Instructions to follow: Word for word, and without a single picture, repeat the entries.

Listed entries section start

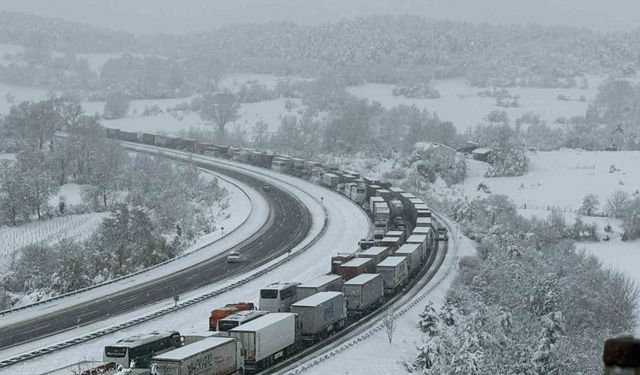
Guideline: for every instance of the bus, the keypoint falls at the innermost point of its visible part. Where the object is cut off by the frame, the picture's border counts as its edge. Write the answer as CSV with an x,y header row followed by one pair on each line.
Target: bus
x,y
141,348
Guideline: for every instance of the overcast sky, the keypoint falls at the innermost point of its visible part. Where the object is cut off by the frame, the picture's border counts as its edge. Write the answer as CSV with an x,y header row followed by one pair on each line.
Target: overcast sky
x,y
180,16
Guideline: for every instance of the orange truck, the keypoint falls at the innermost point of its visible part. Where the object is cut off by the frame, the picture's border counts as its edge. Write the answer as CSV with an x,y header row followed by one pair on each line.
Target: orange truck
x,y
229,309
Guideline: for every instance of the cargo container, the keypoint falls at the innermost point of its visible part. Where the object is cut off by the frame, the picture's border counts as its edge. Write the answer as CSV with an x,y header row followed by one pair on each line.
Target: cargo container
x,y
330,180
363,293
267,339
320,314
380,227
377,253
420,239
278,297
413,253
128,136
384,193
396,207
354,267
223,312
372,203
323,283
210,356
358,194
339,259
149,139
396,233
239,318
394,272
388,241
372,190
423,222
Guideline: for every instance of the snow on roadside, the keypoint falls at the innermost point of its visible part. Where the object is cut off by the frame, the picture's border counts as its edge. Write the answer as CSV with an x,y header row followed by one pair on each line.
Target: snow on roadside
x,y
368,358
346,225
249,214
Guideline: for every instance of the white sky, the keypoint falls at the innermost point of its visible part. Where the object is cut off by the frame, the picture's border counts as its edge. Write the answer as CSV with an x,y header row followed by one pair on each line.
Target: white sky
x,y
179,16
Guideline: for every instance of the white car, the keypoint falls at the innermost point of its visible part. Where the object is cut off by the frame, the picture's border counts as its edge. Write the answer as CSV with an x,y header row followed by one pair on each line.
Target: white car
x,y
234,257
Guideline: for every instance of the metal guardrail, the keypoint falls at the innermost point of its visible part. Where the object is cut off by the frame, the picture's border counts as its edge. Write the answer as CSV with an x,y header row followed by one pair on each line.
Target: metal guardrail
x,y
137,273
368,332
168,310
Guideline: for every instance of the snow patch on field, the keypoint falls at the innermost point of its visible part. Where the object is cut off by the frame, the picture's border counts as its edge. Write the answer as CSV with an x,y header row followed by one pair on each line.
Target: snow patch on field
x,y
78,227
562,178
460,104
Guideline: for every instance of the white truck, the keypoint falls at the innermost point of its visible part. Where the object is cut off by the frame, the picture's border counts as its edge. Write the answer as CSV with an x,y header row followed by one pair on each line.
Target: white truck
x,y
411,251
394,272
267,339
322,283
363,293
211,356
321,314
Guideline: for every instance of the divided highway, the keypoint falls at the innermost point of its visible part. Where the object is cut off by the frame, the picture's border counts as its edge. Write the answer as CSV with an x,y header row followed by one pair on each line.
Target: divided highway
x,y
288,224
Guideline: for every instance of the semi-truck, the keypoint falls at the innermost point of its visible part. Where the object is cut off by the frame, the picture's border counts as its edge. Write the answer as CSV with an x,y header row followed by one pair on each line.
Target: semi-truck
x,y
363,293
210,356
323,283
394,272
267,339
320,314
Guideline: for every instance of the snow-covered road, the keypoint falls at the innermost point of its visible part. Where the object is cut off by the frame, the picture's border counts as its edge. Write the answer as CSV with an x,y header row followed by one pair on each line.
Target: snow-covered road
x,y
345,225
250,213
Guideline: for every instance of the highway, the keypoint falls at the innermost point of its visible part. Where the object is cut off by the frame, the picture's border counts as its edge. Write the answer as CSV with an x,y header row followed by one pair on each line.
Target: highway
x,y
288,224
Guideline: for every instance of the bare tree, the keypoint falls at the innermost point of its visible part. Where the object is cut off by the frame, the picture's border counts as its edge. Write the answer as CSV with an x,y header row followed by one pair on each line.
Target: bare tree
x,y
220,109
390,322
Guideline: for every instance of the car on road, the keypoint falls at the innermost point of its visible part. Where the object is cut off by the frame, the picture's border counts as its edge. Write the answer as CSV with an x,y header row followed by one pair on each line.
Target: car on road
x,y
234,257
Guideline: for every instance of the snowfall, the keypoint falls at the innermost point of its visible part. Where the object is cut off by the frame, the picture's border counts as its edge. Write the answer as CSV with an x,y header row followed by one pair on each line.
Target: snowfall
x,y
556,179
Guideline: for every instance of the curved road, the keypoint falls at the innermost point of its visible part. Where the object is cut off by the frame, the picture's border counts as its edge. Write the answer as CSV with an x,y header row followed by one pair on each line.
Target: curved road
x,y
288,224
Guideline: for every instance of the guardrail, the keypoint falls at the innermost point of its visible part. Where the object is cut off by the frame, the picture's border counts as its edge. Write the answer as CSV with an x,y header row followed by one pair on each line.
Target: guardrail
x,y
137,273
367,333
168,310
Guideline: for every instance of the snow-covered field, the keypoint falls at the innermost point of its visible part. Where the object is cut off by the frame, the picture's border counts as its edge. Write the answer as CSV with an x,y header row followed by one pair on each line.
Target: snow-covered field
x,y
460,104
562,178
345,226
74,226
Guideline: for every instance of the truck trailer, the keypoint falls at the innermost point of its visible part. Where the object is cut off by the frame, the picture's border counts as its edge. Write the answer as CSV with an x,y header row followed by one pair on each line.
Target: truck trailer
x,y
355,266
320,315
267,339
363,293
394,272
210,356
323,283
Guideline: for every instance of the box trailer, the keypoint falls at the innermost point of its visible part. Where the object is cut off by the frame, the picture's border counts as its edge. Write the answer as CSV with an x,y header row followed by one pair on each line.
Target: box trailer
x,y
377,253
363,293
420,239
320,314
267,339
388,241
413,254
372,203
323,283
330,180
394,273
210,356
355,266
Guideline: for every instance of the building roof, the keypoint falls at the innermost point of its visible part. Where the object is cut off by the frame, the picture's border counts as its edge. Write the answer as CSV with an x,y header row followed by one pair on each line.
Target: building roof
x,y
316,299
194,348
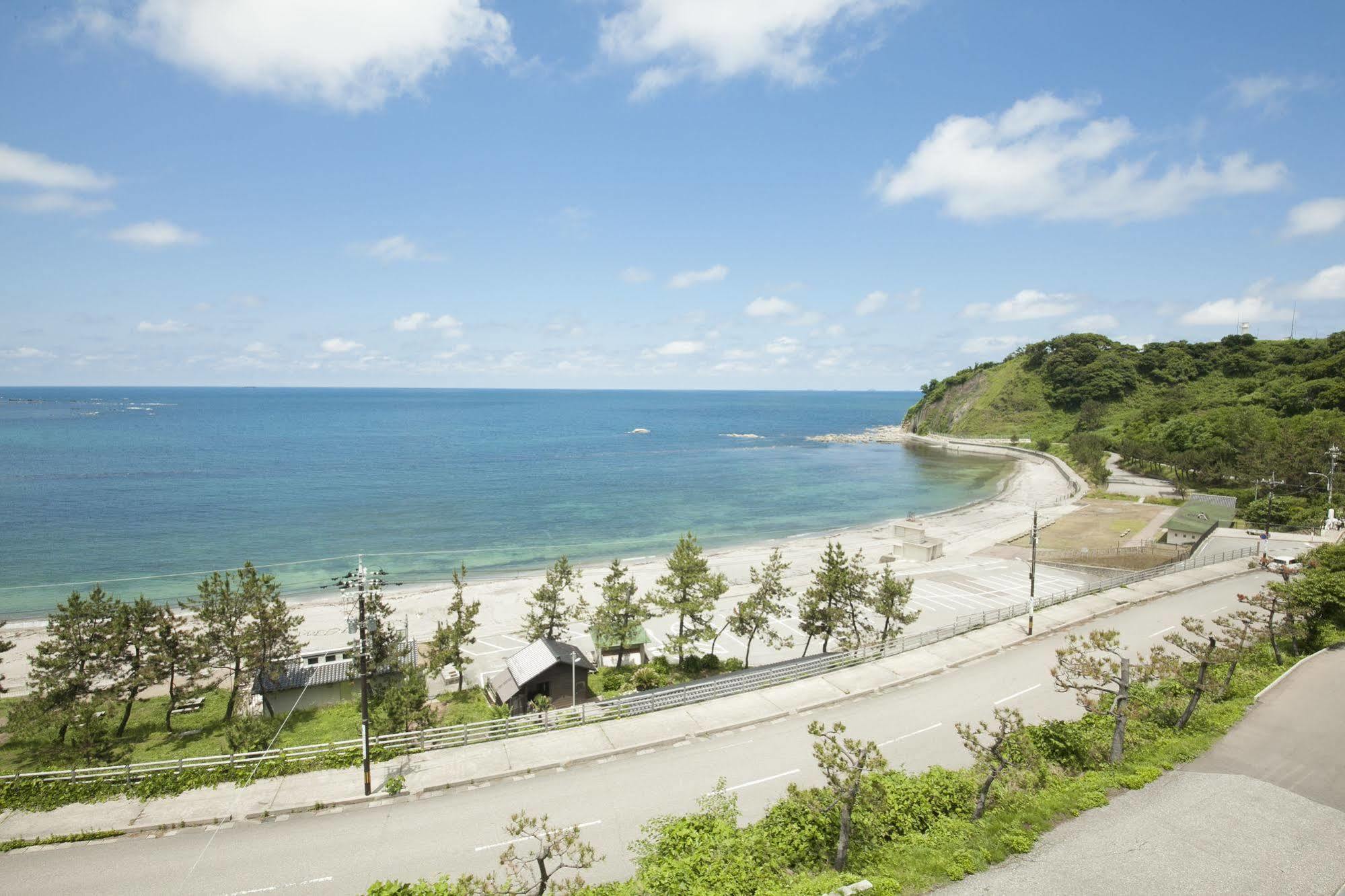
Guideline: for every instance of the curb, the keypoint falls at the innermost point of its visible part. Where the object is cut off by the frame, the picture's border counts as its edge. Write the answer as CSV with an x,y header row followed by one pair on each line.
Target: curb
x,y
1285,675
381,800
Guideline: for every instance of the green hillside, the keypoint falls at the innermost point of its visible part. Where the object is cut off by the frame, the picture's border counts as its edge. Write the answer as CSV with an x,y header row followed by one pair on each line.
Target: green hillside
x,y
1212,415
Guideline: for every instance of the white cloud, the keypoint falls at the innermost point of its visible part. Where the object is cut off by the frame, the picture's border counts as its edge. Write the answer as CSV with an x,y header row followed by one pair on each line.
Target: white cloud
x,y
1094,324
26,353
163,326
338,346
1319,216
1269,92
1325,285
57,201
1027,305
772,307
36,170
349,54
396,248
872,303
449,325
1235,311
721,40
693,278
155,235
681,348
1044,158
989,345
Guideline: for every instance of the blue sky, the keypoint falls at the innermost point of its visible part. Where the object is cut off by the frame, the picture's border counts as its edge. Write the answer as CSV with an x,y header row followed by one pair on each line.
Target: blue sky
x,y
701,194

Listed entries section end

Written reply:
Guideline: for every instance of the bus, the keypoint falls at the innermost point of its visible part. Where the object is cut off by the frame, the picture's border counts as its edge. Write the answer as CSV with an x,y header row followed by one pair on each line.
Target: bus
x,y
141,348
Guideline: for every instance of the overcast sky, the keypoint falls at the innermost point of its visible part. Where the object is cut off by the frame, the picture's border counts as its edge. Write the answer as CSV with an x,y header row followed by one pair on each line.
Target: overcast sky
x,y
180,16
Guideline: for every instance of the orange truck, the keypoint falls at the innermost point of its visible part. Where the object is cut off by the frame, the picture's border counts as its edge. Write the answer as CSV with an x,y header row followed by one pair on each line.
Target: orange truck
x,y
229,309
Guideline: for every instance of the cargo container, the keypoint falls at the innermost point of its visible part. Where the object is cut off by the frame, the picture's border counts as its edge. Write the answer as CSV with an x,y header row followed by one pair on each line.
Target: cargo container
x,y
330,180
363,293
267,339
320,314
380,227
377,253
420,239
278,297
413,253
128,136
384,193
396,207
354,267
223,312
372,203
323,283
210,356
358,194
339,259
149,139
396,233
239,318
394,272
388,241
372,190
423,222
Guideline: for every instance of the snow on roadside, the keypoint falls at the innermost point of its visible part. Where the object is cut off by the frame, the picture's border counts as its edge. Write the answer as CSV with an x,y header row followed by one pair on each line.
Target: snow on roadside
x,y
368,358
346,225
249,214
Guideline: for every instance of the white sky, the keypoint falls at the innermost point of its visible part. Where the object is cut off by the frame, the picture's border counts as its edge. Write the answer as CSV with an x,y header row followed by one pair on each line.
Target: white sky
x,y
179,16
Guideline: for every instance of the white car, the keypoint falls at the innermost point of its visible part. Where the object is cut off by the frame, the picture's border counts as its edge. Write the answer as CSV with an x,y header row followed by one pair on each line.
Target: white car
x,y
234,257
Guideline: for every instance of the metal guardrail, the keypoint falls at the innermost point of its visible part. Where the object is cut off by the frame, the picture's border counts as its edge. Write the answer as CSV with an x,y header row followed by one pair on each line.
Target: metal guardrail
x,y
137,273
368,332
168,310
Guideline: for every instance of the snow patch on field, the keypoint falls at the innermost point of its visible part. Where the object is cut off by the frame, the picture's border counts as its edge. Write the answer as CSV with an x,y header row followed by one pair on each line.
Target: snow patch on field
x,y
78,227
562,178
460,104
Guideline: for every instance of the white truck, the keypoint falls at the innermost point of its visible part. Where the object is cut off by the frame, the picture's border counts as its edge. Write the answer as CSV with an x,y header row followed by one pair on each line.
Target: white truck
x,y
411,251
394,272
267,339
322,283
363,293
211,356
321,314
Guideline: for every instance of the divided highway, the keypoint falls at the innermost point of its visible part. Where the object is cut off by the frame, the picture's border counts as its edge. Write the answer as CSV with an x,y header row followed by one pair on each line.
Target: divided highway
x,y
288,224
Guideline: for every instance of the semi-truck, the keypoint falls at the innermost point of its visible part. Where the object is cut off by the frame, the picture's border counts as its edge. Write the answer as CSV with an x,y header row followed by one pair on each line.
Target: semi-truck
x,y
363,293
210,356
323,283
394,272
267,339
320,314
Guideline: for every instance of the snow-covered road, the keypoint falls at the innermost point of its visible part. Where the object is cut off by the frame, the picture's border counts as its edge. Write the answer as CSV with an x,y header row followed by one pair on each line.
Target: snow-covered road
x,y
345,225
250,213
Guideline: for every instance of the highway, the keypoint falls at the innermost point of its visible part. Where the object is cut off by the frame, the picture's border counts as its edge. Write the answer as CSV with an x,y header row followed by one pair on each line.
Target: highway
x,y
288,224
Guideline: for every instance of the bare tree, the keypoint falls at the innermost point of its visible part. Where the object is cut off by the frame, the picture's border counts as its edge. Write the answer as CSV with an x,y header row followed by one pair on each line.
Target: bare tree
x,y
220,109
390,322
Guideline: for every instance of the car on road, the keypoint falls at the innermost point of its visible part. Where the object is cut off by the frame, the picture's border counts as its edge. Write the answer as CSV with an x,y header row followed by one pair on each line.
Target: car on road
x,y
234,257
Guideline: for every instance of the snowfall, the keypoint falls at the innermost point of its visible part. Where the object is cut off by the frame, the picture's border counts as its edge. Write the answer as CSV with an x,y header row followed by one pair on each line.
Target: snowfall
x,y
556,179
Guideline: for every instance of the curved road, the keypoint falls at the innermost point of its visible part. Where the object is cut off by the frame, the picture's border counts as its edge. Write the answer as CSV with an x,y header row followed by one pair on each line.
Target: curved road
x,y
288,224
Guideline: for every instance of the guardrail, the keypoint falls at the innermost point of its visible part. Where the object is cut off by the frame, the picture's border counts as its edge. Write the answer as CSV with an x,y header row followed by one pair on each line.
Target: guardrail
x,y
137,273
367,333
168,310
Guideline: for every instance of the snow-covered field, the keypoint falls at the innermost point of its visible part. Where the object is cut off by the frame, the picture's border counts as its edge. Write the answer as CSV with an x,y header row followed by one pair on each line.
Target: snow-covered field
x,y
460,104
562,178
345,226
74,226
Guideline: for every instance of the truck trailer, the keypoint falls at the innermost point of its visible part. Where the object is cut off by the frame, the picture's border counts as its edge. Write the answer as CSV with an x,y header row followed by one pair on each line.
Target: truck trailer
x,y
355,266
320,315
267,339
363,293
394,272
210,356
323,283
Guideline: for every instance of the box trailer, the keypoint falls at the innermost point of its visible part. Where the object is cut off by the frame, the picture's border counts as its edge. Write the answer as CSV with an x,y header row followed by one pair on each line.
Target: box trailer
x,y
377,253
363,293
420,239
320,314
267,339
388,241
413,254
372,203
323,283
330,180
394,273
210,356
355,266
Guideline: for every instance of the building roof, the keypoint falls at the innermost point of its visible part. Where the object is cut off by the frame, the picture's border counts as its edge. Write the answer as CSV with an x,y header row followed by one pair on each line.
Target: building roof
x,y
316,299
194,348
Guideline: for every instance of the curb, the keypoint falls at the innermost point of its visible part. Where the object is cut off by the frame, the picture's border counts as its edge. Write the answer as CSV with an x,y header row followed by one pair on each line.
Target: curb
x,y
1285,675
381,800
Guideline: for every instance of the green hillside, the keypoint falls at the innermost point of its visible part. Where the object is cut off by the frame, the picture's border counts as its edge. Write the answer as CSV with an x,y header row followed by one pair on each line.
Target: green hillside
x,y
1212,415
Guideline: for every instance of the white cloud, the keypoint falls at the innermost point of its visible part. Where the object is cut off by the frame, the picture's border counts as its edge. Write the answer as CSV with an x,y header row followed by one pair on each line.
Target: white cloud
x,y
1094,324
26,353
163,326
338,346
1319,216
1269,92
1325,285
57,201
1027,305
772,307
36,170
349,54
396,248
872,303
449,325
1235,311
721,40
693,278
155,235
681,348
1044,158
989,345
Guideline: for every instance of the blue sky, the keypoint falls at the innermost point of its visible part. Where the object is cut off by the frame, the picture's border counts as its edge. Write the answer as CSV with an x,y header row followed by one pair on each line.
Target: blue sky
x,y
701,194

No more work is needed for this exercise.